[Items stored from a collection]
+--

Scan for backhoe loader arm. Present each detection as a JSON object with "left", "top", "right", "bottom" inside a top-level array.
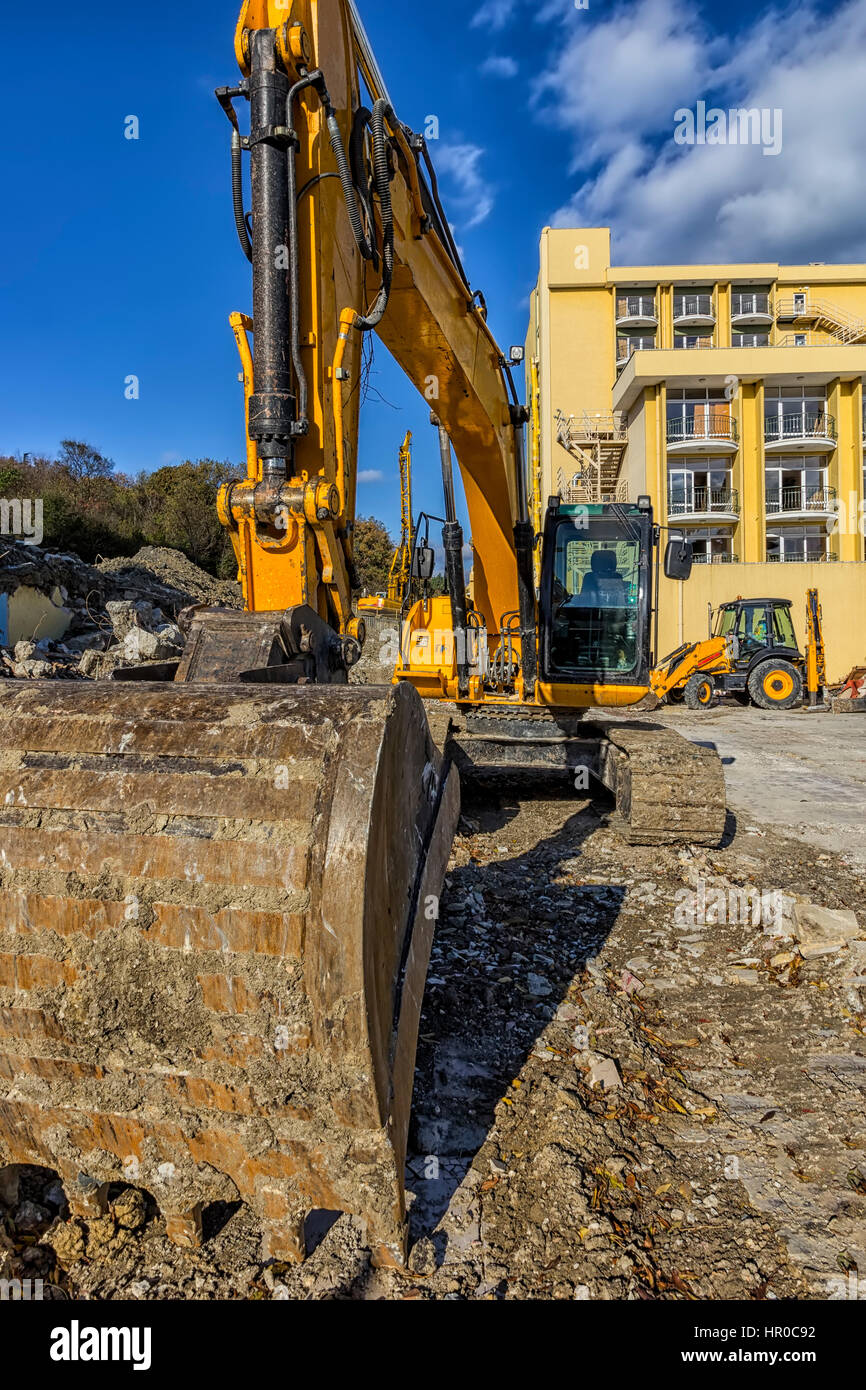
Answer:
[{"left": 218, "top": 0, "right": 525, "bottom": 638}]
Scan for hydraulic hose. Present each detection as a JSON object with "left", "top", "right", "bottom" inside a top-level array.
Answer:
[
  {"left": 232, "top": 129, "right": 253, "bottom": 261},
  {"left": 354, "top": 97, "right": 396, "bottom": 332},
  {"left": 325, "top": 103, "right": 374, "bottom": 260}
]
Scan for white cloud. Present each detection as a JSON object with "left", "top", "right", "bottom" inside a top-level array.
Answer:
[
  {"left": 470, "top": 0, "right": 517, "bottom": 33},
  {"left": 537, "top": 0, "right": 866, "bottom": 264},
  {"left": 480, "top": 53, "right": 518, "bottom": 78},
  {"left": 435, "top": 142, "right": 495, "bottom": 231}
]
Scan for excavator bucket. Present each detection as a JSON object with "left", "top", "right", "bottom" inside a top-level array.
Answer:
[{"left": 0, "top": 681, "right": 459, "bottom": 1264}]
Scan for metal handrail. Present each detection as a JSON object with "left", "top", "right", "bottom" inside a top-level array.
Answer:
[
  {"left": 731, "top": 291, "right": 773, "bottom": 318},
  {"left": 674, "top": 295, "right": 716, "bottom": 318},
  {"left": 616, "top": 338, "right": 656, "bottom": 363},
  {"left": 667, "top": 488, "right": 740, "bottom": 517},
  {"left": 674, "top": 334, "right": 714, "bottom": 352},
  {"left": 767, "top": 546, "right": 838, "bottom": 564},
  {"left": 765, "top": 484, "right": 835, "bottom": 514},
  {"left": 763, "top": 410, "right": 835, "bottom": 442},
  {"left": 667, "top": 410, "right": 740, "bottom": 443},
  {"left": 616, "top": 295, "right": 657, "bottom": 320}
]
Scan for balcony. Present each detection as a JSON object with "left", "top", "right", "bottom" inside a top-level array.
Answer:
[
  {"left": 765, "top": 482, "right": 835, "bottom": 521},
  {"left": 731, "top": 292, "right": 773, "bottom": 328},
  {"left": 763, "top": 410, "right": 835, "bottom": 453},
  {"left": 616, "top": 295, "right": 659, "bottom": 328},
  {"left": 674, "top": 295, "right": 716, "bottom": 328},
  {"left": 667, "top": 406, "right": 740, "bottom": 453},
  {"left": 767, "top": 541, "right": 838, "bottom": 564},
  {"left": 674, "top": 334, "right": 716, "bottom": 352},
  {"left": 667, "top": 488, "right": 740, "bottom": 521},
  {"left": 616, "top": 336, "right": 656, "bottom": 367}
]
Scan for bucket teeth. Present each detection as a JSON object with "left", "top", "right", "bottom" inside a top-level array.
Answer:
[{"left": 0, "top": 681, "right": 459, "bottom": 1264}]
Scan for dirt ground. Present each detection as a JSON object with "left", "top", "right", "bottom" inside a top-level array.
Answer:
[{"left": 0, "top": 706, "right": 866, "bottom": 1300}]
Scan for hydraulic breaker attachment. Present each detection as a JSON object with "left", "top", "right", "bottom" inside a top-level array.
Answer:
[{"left": 0, "top": 678, "right": 459, "bottom": 1264}]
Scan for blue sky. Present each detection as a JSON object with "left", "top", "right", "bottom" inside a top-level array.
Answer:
[{"left": 0, "top": 0, "right": 866, "bottom": 528}]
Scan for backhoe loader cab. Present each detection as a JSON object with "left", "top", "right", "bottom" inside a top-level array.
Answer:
[{"left": 713, "top": 599, "right": 802, "bottom": 662}]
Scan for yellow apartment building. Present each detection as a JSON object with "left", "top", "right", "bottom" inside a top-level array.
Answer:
[{"left": 525, "top": 228, "right": 866, "bottom": 680}]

+--

** What needs to be done **
Output as a JSON list of strings every line from the one containing "Scan for blue" through the final line of the data, both included, with one string per line and no blank lines.

** Expected answer **
[
  "Scan for blue sky. Present each detection as a JSON object with \"left\", \"top\", \"right\", \"bottom\" inside a top-level array.",
  "Answer:",
  "[{\"left\": 0, \"top\": 0, \"right\": 866, \"bottom\": 528}]",
  "Scan for backhoe loader cab. Present each detection as a JSON object with \"left\", \"top\", \"right\", \"bottom\" inside a top-level array.",
  "Answer:",
  "[{\"left\": 713, \"top\": 599, \"right\": 802, \"bottom\": 662}]",
  "Scan for yellow apartment building. Present each detection as a JSON object with \"left\", \"top\", \"right\", \"bottom\" inside a top-level array.",
  "Answer:",
  "[{\"left\": 525, \"top\": 228, \"right\": 866, \"bottom\": 680}]"
]